Fw: A.Burgio: GUERRA E INFORMAZIONE (articolo Liberazione)




Guerra e informazione

di Alberto Burgio

su Liberazione del 04/02/2006

Nel trionfo del gossip pseudopolitico, una notizia. Di quelle che possono provocare un terremoto. Un sottufficiale italiano in servizio a Nassiriya al momento della «battaglia dei ponti» (5-6 agosto 2004) e oggi sotto inchiesta da parte della Procura militare ha confessato di avere sparato su un’ambulanza provocando la morte di quattro civili, tra i quali una donna incinta. E ha chiamato in causa suoi diretti superiori nella catena di comando (un maresciallo e un capitano, comandante delle operazioni), che gli avrebbero intimato l’ordine di sparare. È un fatto di enorme portata. Non solo perché cozza contro le versioni sin qui congiuntamente fornite dalle autorità militari e dal governo italiano (l’allora ministro degli Esteri Frattini garantì che i colpi erano stati esplosi contro un’autobomba). Ma anche perché smentisce clamorosamente la tesi ufficiale – avallata anche dal presidente della Repubblica – secondo la quale le truppe italiane sarebbero in Iraq «in missione di pace». Davvero una bella missione. Che fa strame dell’articolo 1 della Convenzione di Ginevra del 1964, che sancisce la neutralità di ambulanze e ospedali militari e obbliga i belligeranti a proteggerli e rispettarli.

**Materiale di partenza:**
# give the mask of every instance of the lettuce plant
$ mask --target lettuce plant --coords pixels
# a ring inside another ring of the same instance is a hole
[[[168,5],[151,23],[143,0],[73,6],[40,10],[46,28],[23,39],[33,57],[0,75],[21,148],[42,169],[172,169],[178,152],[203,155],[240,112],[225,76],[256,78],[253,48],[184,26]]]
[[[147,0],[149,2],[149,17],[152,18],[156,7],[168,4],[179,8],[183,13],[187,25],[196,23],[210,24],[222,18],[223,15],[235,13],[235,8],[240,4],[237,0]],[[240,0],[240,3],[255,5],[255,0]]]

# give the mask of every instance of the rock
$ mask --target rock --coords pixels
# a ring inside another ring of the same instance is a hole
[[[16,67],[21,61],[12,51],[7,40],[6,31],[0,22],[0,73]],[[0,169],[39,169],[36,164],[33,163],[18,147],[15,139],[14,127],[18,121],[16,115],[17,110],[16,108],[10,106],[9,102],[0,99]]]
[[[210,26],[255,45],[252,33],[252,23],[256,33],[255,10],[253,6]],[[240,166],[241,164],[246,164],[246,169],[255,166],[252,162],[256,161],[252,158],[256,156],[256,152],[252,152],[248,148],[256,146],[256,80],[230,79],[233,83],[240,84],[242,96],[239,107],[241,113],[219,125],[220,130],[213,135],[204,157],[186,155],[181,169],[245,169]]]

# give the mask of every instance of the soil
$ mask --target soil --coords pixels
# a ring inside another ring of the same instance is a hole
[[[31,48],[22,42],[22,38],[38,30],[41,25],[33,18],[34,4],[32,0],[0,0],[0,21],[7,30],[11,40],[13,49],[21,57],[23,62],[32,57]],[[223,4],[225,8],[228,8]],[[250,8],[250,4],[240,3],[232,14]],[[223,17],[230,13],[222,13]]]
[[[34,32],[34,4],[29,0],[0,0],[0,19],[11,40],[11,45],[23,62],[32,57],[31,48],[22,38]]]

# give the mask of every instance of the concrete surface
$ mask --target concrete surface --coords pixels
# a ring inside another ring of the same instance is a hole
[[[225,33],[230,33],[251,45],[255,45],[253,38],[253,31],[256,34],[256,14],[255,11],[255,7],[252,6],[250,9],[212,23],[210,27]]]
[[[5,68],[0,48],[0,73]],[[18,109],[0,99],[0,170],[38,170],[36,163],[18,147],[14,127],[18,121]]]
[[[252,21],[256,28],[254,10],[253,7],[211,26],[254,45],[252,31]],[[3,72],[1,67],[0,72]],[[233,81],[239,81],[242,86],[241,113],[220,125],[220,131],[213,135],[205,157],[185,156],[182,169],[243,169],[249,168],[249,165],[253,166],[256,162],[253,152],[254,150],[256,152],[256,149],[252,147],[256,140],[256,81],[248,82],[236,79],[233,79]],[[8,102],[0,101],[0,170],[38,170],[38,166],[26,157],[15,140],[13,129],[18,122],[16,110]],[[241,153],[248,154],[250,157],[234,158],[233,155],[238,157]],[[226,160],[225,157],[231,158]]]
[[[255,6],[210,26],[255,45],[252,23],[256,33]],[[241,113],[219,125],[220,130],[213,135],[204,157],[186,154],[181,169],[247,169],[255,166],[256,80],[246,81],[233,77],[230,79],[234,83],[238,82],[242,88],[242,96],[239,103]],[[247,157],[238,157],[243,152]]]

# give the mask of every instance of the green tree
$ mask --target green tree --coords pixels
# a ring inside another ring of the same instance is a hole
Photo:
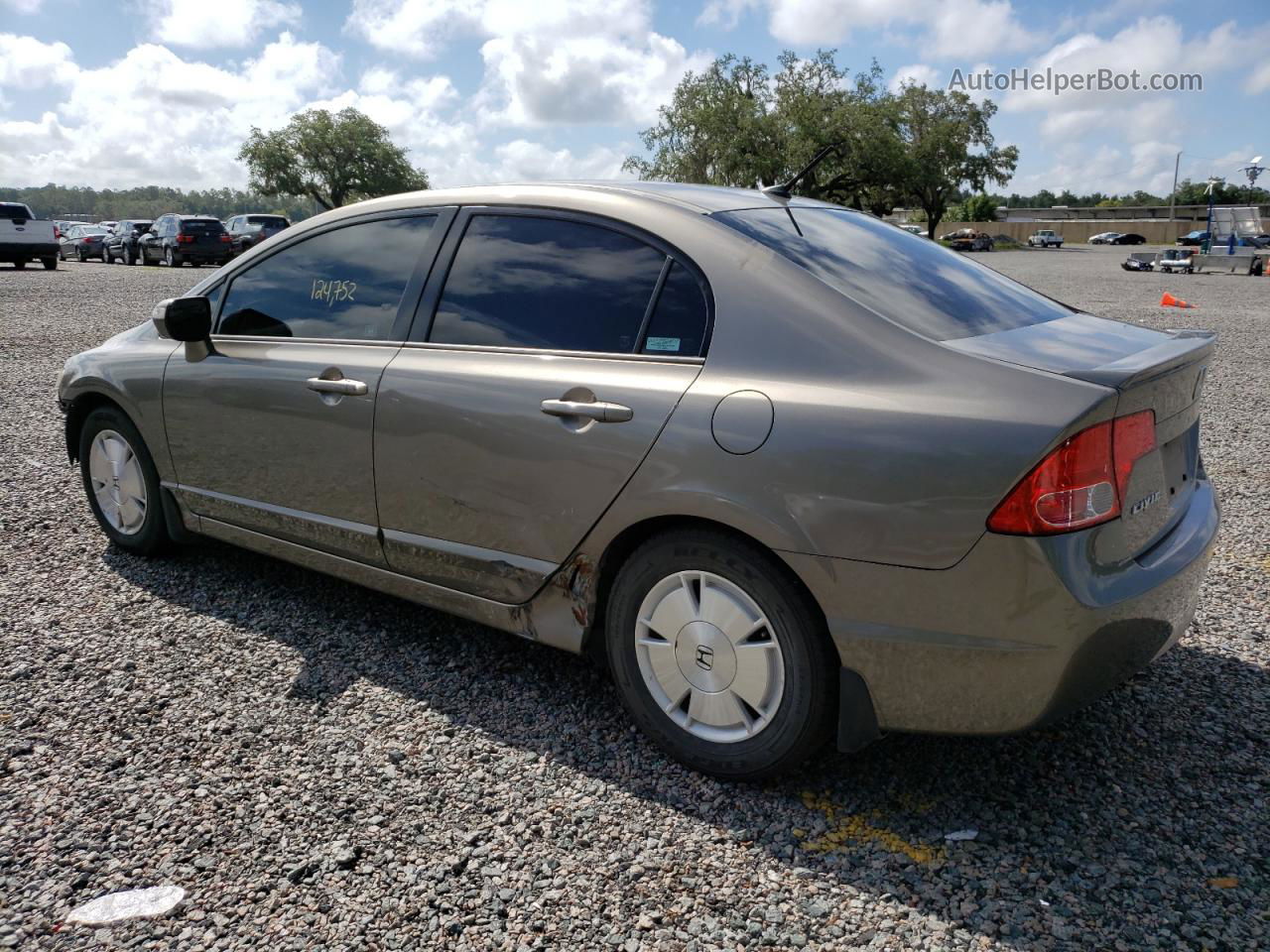
[[[988,128],[997,107],[975,103],[964,93],[907,85],[895,96],[906,145],[903,190],[926,212],[926,234],[944,218],[963,184],[983,192],[1005,184],[1019,162],[1015,146],[998,147]]]
[[[880,67],[852,80],[824,50],[808,60],[785,52],[780,63],[772,76],[763,63],[728,55],[688,72],[641,133],[652,157],[631,156],[624,168],[641,179],[766,187],[834,146],[799,193],[890,211],[900,197],[893,169],[902,143]]]
[[[263,195],[307,195],[323,208],[428,188],[386,128],[357,109],[309,109],[273,132],[253,127],[239,159]]]
[[[996,221],[998,204],[1002,204],[1002,202],[982,192],[977,195],[970,195],[961,203],[961,213],[958,221]]]

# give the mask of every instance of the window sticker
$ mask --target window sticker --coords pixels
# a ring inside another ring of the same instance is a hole
[[[679,338],[649,338],[644,343],[645,350],[678,350]]]
[[[325,301],[326,307],[330,307],[337,301],[353,301],[356,303],[357,298],[353,297],[356,292],[356,281],[323,281],[321,278],[314,278],[314,287],[309,294],[309,300]]]

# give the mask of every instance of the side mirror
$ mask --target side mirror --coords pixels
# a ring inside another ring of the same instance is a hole
[[[160,338],[185,343],[212,335],[212,302],[206,297],[170,297],[150,314]]]

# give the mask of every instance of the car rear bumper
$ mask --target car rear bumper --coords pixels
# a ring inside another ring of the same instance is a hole
[[[1083,707],[1177,642],[1218,520],[1201,480],[1177,526],[1102,576],[1080,532],[987,533],[939,571],[781,555],[824,609],[880,730],[1008,734]]]
[[[0,261],[29,261],[34,258],[56,258],[55,241],[6,241],[0,244]]]

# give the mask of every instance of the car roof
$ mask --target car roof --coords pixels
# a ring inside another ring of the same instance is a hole
[[[399,195],[385,195],[361,202],[356,206],[344,206],[339,211],[357,208],[368,211],[370,207],[378,208],[408,208],[411,206],[432,204],[549,204],[552,195],[569,195],[572,199],[585,201],[594,197],[597,211],[610,204],[603,201],[606,195],[622,195],[627,198],[660,202],[676,206],[682,209],[710,215],[714,212],[732,212],[742,208],[837,208],[829,202],[818,202],[814,198],[801,198],[794,195],[789,199],[773,198],[758,189],[728,188],[723,185],[693,185],[681,182],[638,182],[635,179],[617,180],[569,180],[569,182],[526,182],[507,183],[499,185],[465,185],[461,188],[429,189],[425,192],[408,192]]]

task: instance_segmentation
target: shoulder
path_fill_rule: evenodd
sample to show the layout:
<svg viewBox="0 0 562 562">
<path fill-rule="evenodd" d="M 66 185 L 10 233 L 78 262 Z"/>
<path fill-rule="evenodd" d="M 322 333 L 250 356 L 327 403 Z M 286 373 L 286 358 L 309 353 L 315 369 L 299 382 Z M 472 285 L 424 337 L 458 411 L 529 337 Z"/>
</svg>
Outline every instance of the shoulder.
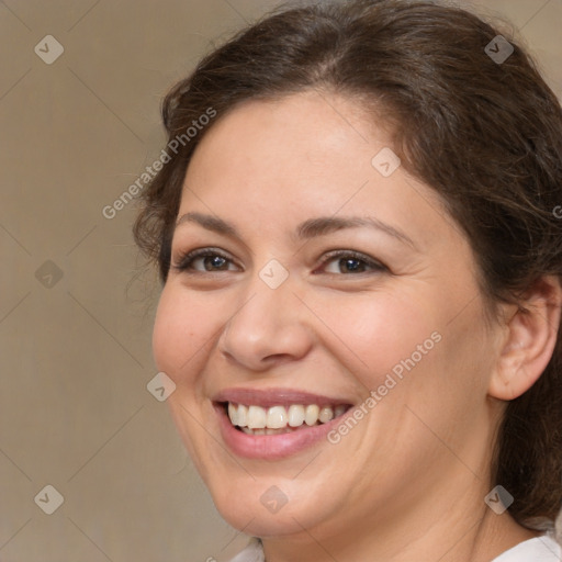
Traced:
<svg viewBox="0 0 562 562">
<path fill-rule="evenodd" d="M 562 549 L 549 535 L 526 540 L 492 562 L 560 562 Z"/>
<path fill-rule="evenodd" d="M 249 544 L 231 562 L 265 562 L 263 549 L 259 539 L 251 539 Z"/>
</svg>

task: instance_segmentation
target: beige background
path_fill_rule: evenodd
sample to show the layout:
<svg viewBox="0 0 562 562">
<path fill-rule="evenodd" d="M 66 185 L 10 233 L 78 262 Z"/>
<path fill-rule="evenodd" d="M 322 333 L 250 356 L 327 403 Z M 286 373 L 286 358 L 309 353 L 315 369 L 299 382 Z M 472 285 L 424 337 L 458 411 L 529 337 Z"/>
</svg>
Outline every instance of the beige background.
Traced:
<svg viewBox="0 0 562 562">
<path fill-rule="evenodd" d="M 167 88 L 277 3 L 0 2 L 1 561 L 221 562 L 245 542 L 147 392 L 158 288 L 134 280 L 134 205 L 102 209 L 164 147 Z M 474 3 L 520 30 L 560 97 L 562 0 Z M 48 34 L 52 65 L 34 53 Z M 53 515 L 34 502 L 47 484 Z"/>
</svg>

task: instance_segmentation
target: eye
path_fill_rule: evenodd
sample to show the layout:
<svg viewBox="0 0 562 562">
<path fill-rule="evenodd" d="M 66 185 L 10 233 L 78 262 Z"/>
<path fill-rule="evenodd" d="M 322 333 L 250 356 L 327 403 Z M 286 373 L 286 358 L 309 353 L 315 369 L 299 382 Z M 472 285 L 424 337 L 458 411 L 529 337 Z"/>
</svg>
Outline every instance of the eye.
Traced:
<svg viewBox="0 0 562 562">
<path fill-rule="evenodd" d="M 199 248 L 180 256 L 173 265 L 178 271 L 236 271 L 237 267 L 233 260 L 215 248 Z"/>
<path fill-rule="evenodd" d="M 330 274 L 359 274 L 387 271 L 387 268 L 364 254 L 351 250 L 329 252 L 322 263 L 322 269 Z"/>
</svg>

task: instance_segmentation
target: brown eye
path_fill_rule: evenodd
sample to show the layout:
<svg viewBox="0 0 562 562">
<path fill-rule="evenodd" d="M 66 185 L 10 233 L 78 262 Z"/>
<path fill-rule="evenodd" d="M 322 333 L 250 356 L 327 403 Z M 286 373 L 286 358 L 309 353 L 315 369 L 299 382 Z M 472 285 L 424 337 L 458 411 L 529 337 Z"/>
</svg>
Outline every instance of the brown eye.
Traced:
<svg viewBox="0 0 562 562">
<path fill-rule="evenodd" d="M 212 248 L 202 248 L 190 251 L 181 259 L 175 268 L 179 271 L 190 272 L 214 272 L 214 271 L 233 271 L 236 266 L 233 261 Z"/>
<path fill-rule="evenodd" d="M 380 272 L 386 268 L 378 261 L 355 251 L 339 251 L 331 254 L 324 261 L 323 270 L 330 274 L 353 274 Z"/>
</svg>

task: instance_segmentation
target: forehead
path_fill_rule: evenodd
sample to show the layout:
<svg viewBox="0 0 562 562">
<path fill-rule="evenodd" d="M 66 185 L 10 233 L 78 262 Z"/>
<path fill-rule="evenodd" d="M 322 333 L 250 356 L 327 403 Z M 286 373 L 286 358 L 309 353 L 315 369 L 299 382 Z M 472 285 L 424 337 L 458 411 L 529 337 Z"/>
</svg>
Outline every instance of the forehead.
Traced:
<svg viewBox="0 0 562 562">
<path fill-rule="evenodd" d="M 427 223 L 442 221 L 445 211 L 435 191 L 402 168 L 385 177 L 373 166 L 390 144 L 353 100 L 304 92 L 246 102 L 201 140 L 180 215 L 195 210 L 271 227 L 312 215 L 375 214 L 424 238 Z"/>
</svg>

**Sfida 1:**
Estragga dai record ogni riga che contiene la stringa "brown", tenendo conto della distinzione tra maiuscole e minuscole.
**Sfida 2:**
Prosegua l'articolo sui fatti di Nassiriya, riprendendo subito dopo l'ultima frase riportata.

**Risposta scritta 1:**
target: brown eye
Outline every instance of the brown eye.

**Risposta scritta 2:**
Una notizia indiscutibilmente importante. Ma quanti l’hanno trovata ieri sui giornali? Fatta eccezione per il Corriere della sera, non ne ha parlato letteralmente nessuno. Anche questa, se vogliamo, è una notizia: una notizia nella notizia. Sulla quale vale la pena di svolgere qualche riflessione.
A costo di semplificare drasticamente il ragionamento, si può sostenere – credo – che se in un Paese i poteri che contano sono favorevoli a una politica di guerra, in quel Paese l’informazione è inevitabilmente tendenziosa, reticente e inaffidabile quando si occupa delle guerre in corso e di quelle future (nonché di quanto si muove sullo sfondo delle operazioni belliche: sistemi di alleanze, movimenti lobbistici, interessi e affari). Nella sua genericità, questo schema va tenuto presente quando riflettiamo sul comportamento della stampa italiana in questi anni di piombo (cioè dal 1991 in poi) e quando ci interroghiamo su ciò che ci attende dopo il 9 aprile.
Il punto chiave concerne la collocazione dell’Italia nello scenario internazionale, per come la nostra «classe dirigente» la concepisce. Da questo punto di vista le differenze tra i due poli (Unione e Casa delle libertà) tendono a stemperarsi sino a farsi impercettibili. Tutti i partiti (ad eccezione delle forze della sinistra di alternativa) sono unanimi nel considerare il nostro Paese uno snodo cruciale del sistema politico-militare fondato sull’alleanza atlantica. L’opzione lealista nei confronti della Nato e degli Stati Uniti è da sempre un cardine della nostra Costituzione materiale. Se c’è una novità nella recente storia repubblicana, è che – posta la parola fine alla vicenda del Pci – tale opzione vale senza remore né distinguo per la quasi totalità delle forze di sinistra rappresentate in Parlamento. Ciò, nonostante la (ma forse si dovrebbe dire: in conseguenza della) drammatica escalation bellica seguita al tramonto dell’equilibrio bipolare.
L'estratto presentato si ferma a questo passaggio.